Instructions for the task
All entries must be extracted exactly, with nothing added or dropped.

========================

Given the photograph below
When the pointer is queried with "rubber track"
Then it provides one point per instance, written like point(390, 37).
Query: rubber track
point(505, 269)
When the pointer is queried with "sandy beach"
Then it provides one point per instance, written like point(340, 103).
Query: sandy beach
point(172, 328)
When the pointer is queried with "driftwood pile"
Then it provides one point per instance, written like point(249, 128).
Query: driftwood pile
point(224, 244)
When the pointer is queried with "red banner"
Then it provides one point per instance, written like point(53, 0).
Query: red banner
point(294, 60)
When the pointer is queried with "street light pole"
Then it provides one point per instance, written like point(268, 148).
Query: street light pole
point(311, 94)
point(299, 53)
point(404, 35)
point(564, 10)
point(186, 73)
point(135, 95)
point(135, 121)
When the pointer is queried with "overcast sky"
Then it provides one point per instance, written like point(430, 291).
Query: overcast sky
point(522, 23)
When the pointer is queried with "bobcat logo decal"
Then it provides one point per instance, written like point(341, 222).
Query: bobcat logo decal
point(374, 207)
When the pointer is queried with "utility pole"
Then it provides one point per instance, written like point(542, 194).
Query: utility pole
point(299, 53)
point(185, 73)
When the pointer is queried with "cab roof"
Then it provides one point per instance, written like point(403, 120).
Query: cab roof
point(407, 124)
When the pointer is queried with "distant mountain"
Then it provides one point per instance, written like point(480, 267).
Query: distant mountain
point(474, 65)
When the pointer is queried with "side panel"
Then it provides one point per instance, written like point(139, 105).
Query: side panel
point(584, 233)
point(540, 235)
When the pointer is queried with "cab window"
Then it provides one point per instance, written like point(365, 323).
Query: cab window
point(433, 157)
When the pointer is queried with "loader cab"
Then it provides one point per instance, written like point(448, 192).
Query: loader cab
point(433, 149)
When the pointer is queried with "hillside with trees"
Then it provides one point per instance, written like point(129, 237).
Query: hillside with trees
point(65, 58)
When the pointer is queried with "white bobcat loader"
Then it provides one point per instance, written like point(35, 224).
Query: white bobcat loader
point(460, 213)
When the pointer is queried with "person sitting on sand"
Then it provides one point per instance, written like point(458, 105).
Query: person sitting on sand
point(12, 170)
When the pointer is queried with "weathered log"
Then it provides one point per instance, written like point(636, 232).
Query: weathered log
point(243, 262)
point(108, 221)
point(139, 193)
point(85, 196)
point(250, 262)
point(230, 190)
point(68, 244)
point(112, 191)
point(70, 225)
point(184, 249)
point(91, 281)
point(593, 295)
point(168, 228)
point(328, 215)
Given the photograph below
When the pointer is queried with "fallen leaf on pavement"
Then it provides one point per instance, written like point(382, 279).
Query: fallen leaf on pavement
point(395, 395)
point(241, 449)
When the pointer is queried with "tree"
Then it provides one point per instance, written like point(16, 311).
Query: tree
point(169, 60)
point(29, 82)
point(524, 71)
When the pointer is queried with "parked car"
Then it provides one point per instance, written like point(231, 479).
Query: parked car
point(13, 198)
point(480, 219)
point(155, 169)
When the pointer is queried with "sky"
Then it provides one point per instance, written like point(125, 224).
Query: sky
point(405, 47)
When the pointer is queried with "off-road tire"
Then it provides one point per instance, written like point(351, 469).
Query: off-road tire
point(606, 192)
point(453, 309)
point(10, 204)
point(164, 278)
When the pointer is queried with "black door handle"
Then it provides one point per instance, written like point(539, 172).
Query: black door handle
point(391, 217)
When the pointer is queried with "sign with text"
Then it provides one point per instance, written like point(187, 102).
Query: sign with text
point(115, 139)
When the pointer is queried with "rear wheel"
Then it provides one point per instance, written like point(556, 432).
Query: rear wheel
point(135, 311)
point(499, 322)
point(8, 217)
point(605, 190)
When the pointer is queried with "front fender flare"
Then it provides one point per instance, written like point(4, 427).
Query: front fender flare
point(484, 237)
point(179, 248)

========================

Exercise response
Given the photograph below
When the pointer is queried with "rubber track"
Then it provides one point per instance, written like point(390, 37).
Query: rubber track
point(505, 269)
When the pointer is queried with "sandy beach"
Then it provides one point per instance, written like point(340, 103).
Query: sandy beach
point(172, 328)
When the pointer is queried with "driftwood pile"
Then it provides one point per instance, written like point(249, 128).
Query: driftwood pile
point(224, 244)
When the pointer is queried with "red banner"
Then it provides one point per instance, written like point(53, 0).
Query: red banner
point(294, 60)
When the pointer is queried with "street light pole"
Then it provides one point per instance, written like point(268, 148).
Query: street light pole
point(311, 94)
point(299, 53)
point(404, 35)
point(564, 10)
point(186, 73)
point(135, 95)
point(135, 121)
When the pointer is queried with "overcast sky"
Then it provides one point per instance, written like point(430, 291).
Query: overcast sky
point(522, 23)
When the pointer is queried with "bobcat logo decal"
Then it provides one point per instance, written like point(341, 222).
Query: bobcat logo decal
point(374, 207)
When the pointer is queried with "utility pole"
Then it provides one point per instance, written like point(542, 194).
Query: utility pole
point(299, 53)
point(185, 73)
When the pointer is queried with "cab roof"
Then it provides one point per instance, written like point(403, 120).
Query: cab roof
point(407, 124)
When the pointer is queried with "distant mountain"
Then it provides one point per instance, written like point(480, 267).
Query: distant mountain
point(474, 65)
When the pointer is queried with "side panel"
Then it provides one point per instance, written like point(139, 105).
Query: side panel
point(584, 233)
point(540, 235)
When the pointer is queried with "cab window"
Then it provides one point per instance, written like point(365, 323).
Query: cab window
point(433, 157)
When the pointer is queried with "loader cab"
Then it provides one point per instance, written like point(448, 192).
Query: loader cab
point(433, 149)
When the pointer is queried with "hillside with trees"
Then it provides one point per instance, written like point(129, 237).
Query: hillside with trees
point(65, 58)
When the pointer is queried with "white bobcat loader"
Then it provides one point per instance, written like point(35, 224).
Query: white bobcat loader
point(460, 213)
When the pointer is queried with "person sitting on sand"
Then it provides one point per instance, written like point(458, 105).
Query: person sitting on sand
point(12, 170)
When the pointer is queried with "weathered log"
Then it provides one point per instance, written like point(636, 232).
Query: weathered log
point(243, 262)
point(108, 221)
point(139, 193)
point(85, 196)
point(250, 262)
point(230, 190)
point(68, 244)
point(112, 191)
point(70, 225)
point(184, 249)
point(91, 281)
point(593, 295)
point(168, 228)
point(328, 215)
Given the photograph below
When the pointer is queried with "fallen leaf on pavement"
Then it provides one point per instance, written like point(382, 279).
Query: fallen leaf on pavement
point(395, 395)
point(241, 449)
When the pointer is queried with "tree"
Then it provides one point per instance, written like point(16, 311).
Query: tree
point(169, 60)
point(29, 82)
point(524, 71)
When the pointer is queried with "parked car"
Then it provides one point per instance, written like point(231, 479).
Query: parked car
point(13, 198)
point(480, 219)
point(155, 169)
When the pointer is queried with "sky"
Then it provides one point per instance, written like point(125, 224).
Query: sky
point(405, 47)
When the pointer is queried with "off-road tire"
Then it provides one point per instance, written like point(351, 469).
Query: off-road tire
point(606, 192)
point(453, 309)
point(10, 204)
point(164, 278)
When the pointer is queried with "black door handle"
Then it provides one point per instance, written like point(539, 172).
Query: black door handle
point(391, 217)
When the pointer is queried with "sign with text"
Then it provides one point per instance, written like point(187, 102).
Query: sign with text
point(115, 139)
When the pointer is queried with "rear wheel"
Then it provides one point per instance, written like point(556, 432).
Query: rear wheel
point(135, 311)
point(499, 322)
point(8, 217)
point(605, 190)
When the pointer is queried with "front fender flare"
Then it provides one point per instance, written like point(4, 427).
Query: front fender flare
point(484, 237)
point(179, 248)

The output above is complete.